*AVAILABLE RECORDS*
────────────────────

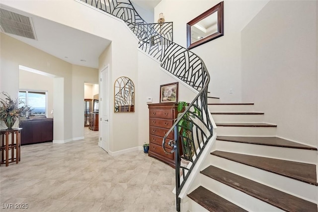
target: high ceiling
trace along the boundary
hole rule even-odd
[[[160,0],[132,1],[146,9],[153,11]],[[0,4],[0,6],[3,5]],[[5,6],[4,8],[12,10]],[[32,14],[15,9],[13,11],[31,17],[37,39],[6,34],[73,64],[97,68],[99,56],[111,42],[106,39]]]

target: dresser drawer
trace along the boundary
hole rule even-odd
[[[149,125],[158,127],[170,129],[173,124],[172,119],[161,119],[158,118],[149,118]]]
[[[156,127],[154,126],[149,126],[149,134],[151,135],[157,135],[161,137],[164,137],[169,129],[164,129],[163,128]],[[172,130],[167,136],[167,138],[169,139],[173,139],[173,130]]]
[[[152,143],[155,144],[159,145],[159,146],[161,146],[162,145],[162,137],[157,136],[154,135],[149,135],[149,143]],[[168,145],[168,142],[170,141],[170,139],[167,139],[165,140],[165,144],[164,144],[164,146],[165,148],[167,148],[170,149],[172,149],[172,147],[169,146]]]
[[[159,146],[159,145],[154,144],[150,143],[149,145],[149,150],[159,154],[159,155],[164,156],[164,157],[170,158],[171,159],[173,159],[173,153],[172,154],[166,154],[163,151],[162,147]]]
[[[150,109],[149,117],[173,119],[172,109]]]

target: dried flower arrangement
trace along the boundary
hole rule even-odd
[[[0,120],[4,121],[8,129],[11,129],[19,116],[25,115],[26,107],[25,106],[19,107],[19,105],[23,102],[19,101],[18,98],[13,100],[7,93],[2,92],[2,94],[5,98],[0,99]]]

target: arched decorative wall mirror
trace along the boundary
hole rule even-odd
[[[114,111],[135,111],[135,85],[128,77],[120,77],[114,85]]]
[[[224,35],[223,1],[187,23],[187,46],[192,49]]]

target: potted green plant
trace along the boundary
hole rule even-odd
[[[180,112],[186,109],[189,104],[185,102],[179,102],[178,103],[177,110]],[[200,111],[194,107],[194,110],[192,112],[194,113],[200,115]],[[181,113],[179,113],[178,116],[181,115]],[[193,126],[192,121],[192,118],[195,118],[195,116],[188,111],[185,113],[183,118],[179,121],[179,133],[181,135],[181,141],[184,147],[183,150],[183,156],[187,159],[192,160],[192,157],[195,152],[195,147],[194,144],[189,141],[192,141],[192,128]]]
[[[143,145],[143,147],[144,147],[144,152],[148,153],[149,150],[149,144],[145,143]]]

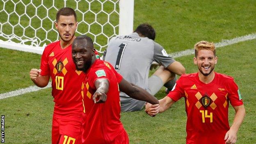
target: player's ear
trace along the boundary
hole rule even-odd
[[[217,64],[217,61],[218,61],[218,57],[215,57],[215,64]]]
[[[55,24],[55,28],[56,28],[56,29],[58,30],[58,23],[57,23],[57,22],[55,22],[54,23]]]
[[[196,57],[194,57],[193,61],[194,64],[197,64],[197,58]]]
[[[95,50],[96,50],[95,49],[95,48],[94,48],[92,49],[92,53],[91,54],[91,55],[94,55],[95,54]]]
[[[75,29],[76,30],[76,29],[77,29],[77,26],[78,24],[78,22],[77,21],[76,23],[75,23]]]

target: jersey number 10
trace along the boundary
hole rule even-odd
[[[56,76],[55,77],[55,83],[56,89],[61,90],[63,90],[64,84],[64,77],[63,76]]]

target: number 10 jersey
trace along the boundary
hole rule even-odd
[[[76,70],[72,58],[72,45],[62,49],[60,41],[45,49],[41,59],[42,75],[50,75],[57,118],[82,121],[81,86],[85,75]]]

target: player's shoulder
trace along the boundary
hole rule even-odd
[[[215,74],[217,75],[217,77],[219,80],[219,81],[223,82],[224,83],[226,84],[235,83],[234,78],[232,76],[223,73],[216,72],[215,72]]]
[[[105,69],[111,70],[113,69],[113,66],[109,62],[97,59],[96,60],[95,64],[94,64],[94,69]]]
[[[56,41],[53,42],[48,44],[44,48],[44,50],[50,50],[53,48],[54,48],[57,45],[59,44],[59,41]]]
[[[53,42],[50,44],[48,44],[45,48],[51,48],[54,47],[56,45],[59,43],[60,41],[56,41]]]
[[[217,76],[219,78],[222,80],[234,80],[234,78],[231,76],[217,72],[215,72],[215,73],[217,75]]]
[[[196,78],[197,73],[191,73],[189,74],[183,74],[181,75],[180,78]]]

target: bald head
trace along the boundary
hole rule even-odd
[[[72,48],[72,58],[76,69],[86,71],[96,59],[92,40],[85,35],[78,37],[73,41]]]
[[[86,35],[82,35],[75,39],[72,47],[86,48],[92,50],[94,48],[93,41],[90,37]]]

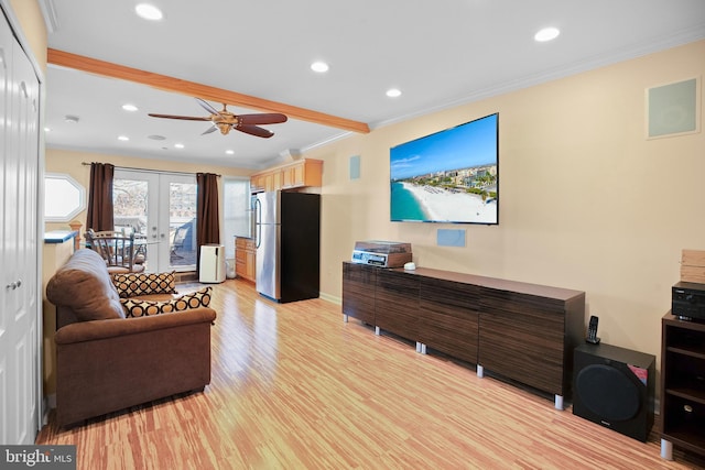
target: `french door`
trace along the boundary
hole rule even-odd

────────────────────

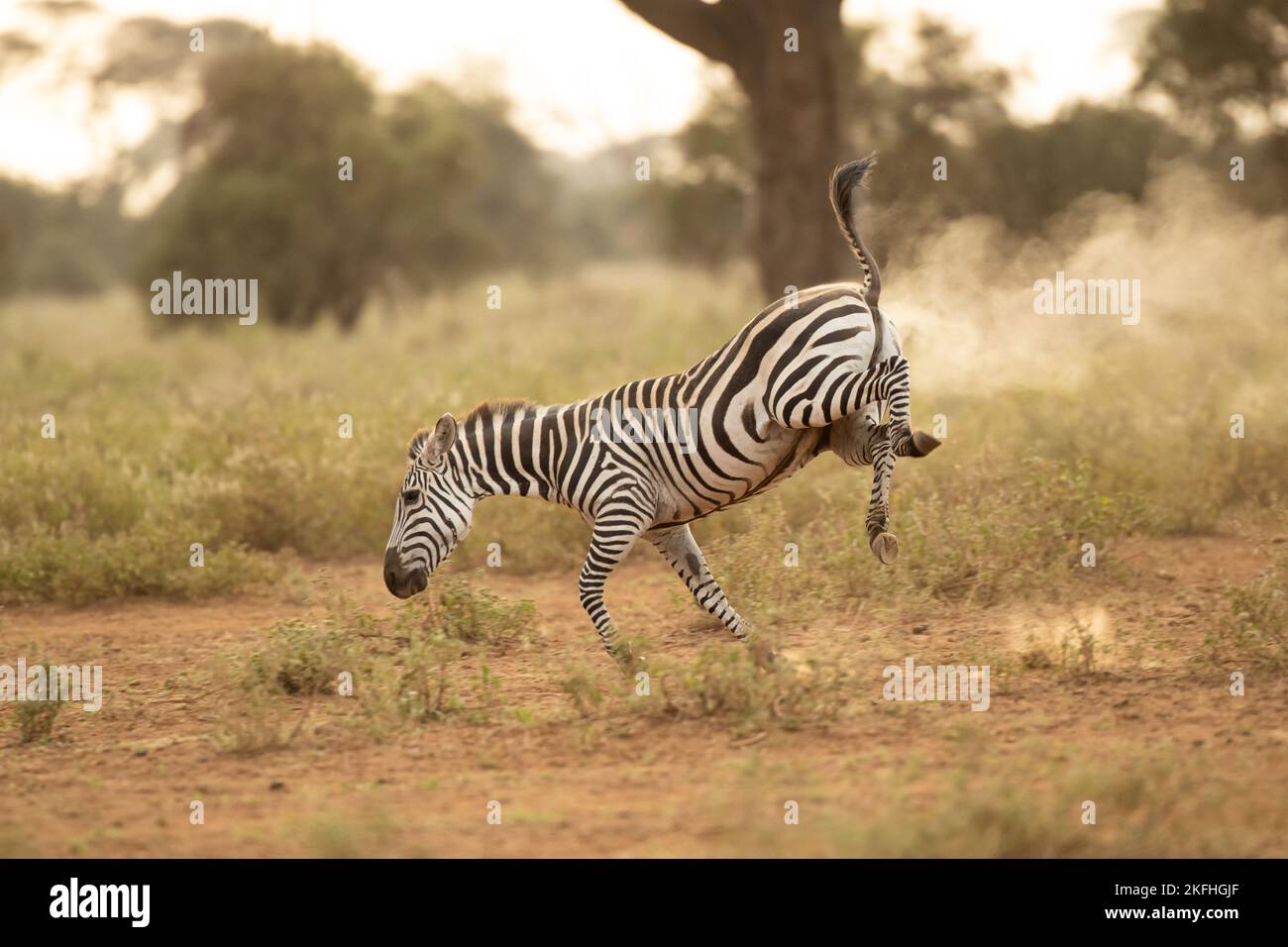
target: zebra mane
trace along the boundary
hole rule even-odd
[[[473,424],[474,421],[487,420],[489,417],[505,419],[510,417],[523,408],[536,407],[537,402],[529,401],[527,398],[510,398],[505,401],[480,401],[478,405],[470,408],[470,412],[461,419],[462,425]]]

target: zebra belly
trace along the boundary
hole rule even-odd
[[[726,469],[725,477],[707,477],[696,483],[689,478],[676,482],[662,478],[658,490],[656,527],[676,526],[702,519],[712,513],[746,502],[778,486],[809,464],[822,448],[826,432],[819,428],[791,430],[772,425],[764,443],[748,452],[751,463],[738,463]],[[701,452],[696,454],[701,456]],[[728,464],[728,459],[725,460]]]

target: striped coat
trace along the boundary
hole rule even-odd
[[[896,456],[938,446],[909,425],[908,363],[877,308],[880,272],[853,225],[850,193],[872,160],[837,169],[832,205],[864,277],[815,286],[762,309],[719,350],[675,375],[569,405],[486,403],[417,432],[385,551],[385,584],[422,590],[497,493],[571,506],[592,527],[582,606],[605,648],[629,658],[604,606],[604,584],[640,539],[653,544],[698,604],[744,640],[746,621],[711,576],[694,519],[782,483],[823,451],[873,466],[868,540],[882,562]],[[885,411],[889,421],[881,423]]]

────────────────────

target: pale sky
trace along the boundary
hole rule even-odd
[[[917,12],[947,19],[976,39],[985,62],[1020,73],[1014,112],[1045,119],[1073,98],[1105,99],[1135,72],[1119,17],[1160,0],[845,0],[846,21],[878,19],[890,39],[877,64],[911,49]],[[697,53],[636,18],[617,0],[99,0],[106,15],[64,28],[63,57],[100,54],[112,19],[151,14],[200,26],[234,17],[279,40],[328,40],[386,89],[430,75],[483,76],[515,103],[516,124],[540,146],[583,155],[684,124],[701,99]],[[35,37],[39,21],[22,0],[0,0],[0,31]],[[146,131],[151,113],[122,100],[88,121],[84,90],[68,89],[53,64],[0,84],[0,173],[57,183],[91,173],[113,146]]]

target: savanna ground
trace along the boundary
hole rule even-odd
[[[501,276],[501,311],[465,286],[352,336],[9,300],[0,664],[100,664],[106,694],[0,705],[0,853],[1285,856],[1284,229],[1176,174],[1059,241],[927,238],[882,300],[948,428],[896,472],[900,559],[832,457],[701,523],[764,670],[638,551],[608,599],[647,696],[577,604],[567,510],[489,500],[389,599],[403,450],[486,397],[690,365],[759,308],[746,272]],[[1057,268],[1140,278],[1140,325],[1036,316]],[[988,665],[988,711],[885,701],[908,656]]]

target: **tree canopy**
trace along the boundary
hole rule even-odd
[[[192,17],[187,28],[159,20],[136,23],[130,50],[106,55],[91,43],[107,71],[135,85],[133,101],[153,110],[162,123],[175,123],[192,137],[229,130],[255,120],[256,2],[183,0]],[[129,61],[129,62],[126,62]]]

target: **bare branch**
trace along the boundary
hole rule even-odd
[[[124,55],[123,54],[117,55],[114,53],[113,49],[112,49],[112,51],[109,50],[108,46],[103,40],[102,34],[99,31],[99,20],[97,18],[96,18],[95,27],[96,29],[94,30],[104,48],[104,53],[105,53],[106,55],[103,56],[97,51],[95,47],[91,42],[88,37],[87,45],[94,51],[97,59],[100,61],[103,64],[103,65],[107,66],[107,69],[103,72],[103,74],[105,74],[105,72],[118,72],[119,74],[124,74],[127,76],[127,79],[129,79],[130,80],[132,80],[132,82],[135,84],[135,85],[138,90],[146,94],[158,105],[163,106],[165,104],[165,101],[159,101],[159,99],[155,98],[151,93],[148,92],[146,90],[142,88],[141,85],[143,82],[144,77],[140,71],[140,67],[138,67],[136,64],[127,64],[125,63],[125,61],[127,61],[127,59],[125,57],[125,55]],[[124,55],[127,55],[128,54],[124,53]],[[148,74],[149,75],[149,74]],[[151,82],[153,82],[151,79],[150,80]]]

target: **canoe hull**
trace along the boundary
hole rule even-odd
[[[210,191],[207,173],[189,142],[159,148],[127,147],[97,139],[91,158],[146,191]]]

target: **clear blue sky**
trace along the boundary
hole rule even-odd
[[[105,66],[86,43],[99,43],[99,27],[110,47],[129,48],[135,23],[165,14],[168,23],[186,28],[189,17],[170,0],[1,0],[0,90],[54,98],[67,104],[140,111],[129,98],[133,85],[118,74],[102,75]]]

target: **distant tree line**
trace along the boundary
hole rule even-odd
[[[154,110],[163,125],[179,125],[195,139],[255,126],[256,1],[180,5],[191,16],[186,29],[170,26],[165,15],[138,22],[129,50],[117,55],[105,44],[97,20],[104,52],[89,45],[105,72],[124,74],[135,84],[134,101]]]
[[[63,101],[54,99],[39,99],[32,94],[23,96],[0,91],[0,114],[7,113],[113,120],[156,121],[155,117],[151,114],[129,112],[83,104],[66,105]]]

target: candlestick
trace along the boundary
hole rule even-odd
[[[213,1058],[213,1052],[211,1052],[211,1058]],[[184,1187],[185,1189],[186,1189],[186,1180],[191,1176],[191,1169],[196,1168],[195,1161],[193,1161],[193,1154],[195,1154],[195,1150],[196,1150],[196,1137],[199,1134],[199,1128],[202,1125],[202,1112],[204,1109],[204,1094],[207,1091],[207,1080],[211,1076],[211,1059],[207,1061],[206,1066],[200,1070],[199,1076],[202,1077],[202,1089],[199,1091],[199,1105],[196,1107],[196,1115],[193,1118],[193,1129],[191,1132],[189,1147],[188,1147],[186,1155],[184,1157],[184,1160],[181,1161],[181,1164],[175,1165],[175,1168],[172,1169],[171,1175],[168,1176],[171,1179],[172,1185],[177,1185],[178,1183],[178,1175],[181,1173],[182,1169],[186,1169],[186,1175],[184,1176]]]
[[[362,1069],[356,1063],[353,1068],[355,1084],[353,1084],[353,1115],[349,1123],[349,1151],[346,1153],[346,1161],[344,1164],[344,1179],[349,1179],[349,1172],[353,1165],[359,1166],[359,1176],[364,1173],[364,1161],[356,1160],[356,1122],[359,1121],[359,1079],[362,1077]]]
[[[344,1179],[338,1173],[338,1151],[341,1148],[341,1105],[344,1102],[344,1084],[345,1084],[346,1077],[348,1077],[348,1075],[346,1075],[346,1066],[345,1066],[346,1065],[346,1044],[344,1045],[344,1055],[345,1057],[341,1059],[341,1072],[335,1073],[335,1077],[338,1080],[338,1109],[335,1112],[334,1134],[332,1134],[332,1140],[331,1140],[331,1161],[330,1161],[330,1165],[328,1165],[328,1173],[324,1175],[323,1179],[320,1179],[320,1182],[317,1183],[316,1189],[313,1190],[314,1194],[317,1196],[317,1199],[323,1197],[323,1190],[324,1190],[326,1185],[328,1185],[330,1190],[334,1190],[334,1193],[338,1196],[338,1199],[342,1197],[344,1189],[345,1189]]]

────────────────────

*AIM*
Write out again the lines from the one containing "target: dried flower arrangement" through the one containing "[[[224,35],[223,1],[187,23],[187,46],[192,49]]]", both included, keeping the request lines unchanged and multiplying every polygon coordinate in the answers by 2, rounded to a whole number with halves rounded up. Give only those lines.

*TASK ANSWER*
target: dried flower arrangement
trace along the boundary
hole rule even-odd
[[[0,240],[8,242],[16,258],[22,258],[38,232],[50,230],[52,214],[50,212],[38,214],[38,210],[46,204],[38,202],[36,196],[26,200],[14,186],[4,184],[4,188],[10,196],[0,198]]]

target: arched decorative wall mirror
trace along the boundary
hole rule even-odd
[[[228,222],[270,222],[270,170],[256,154],[240,154],[228,170]]]
[[[448,70],[446,2],[374,46],[374,92],[384,98]]]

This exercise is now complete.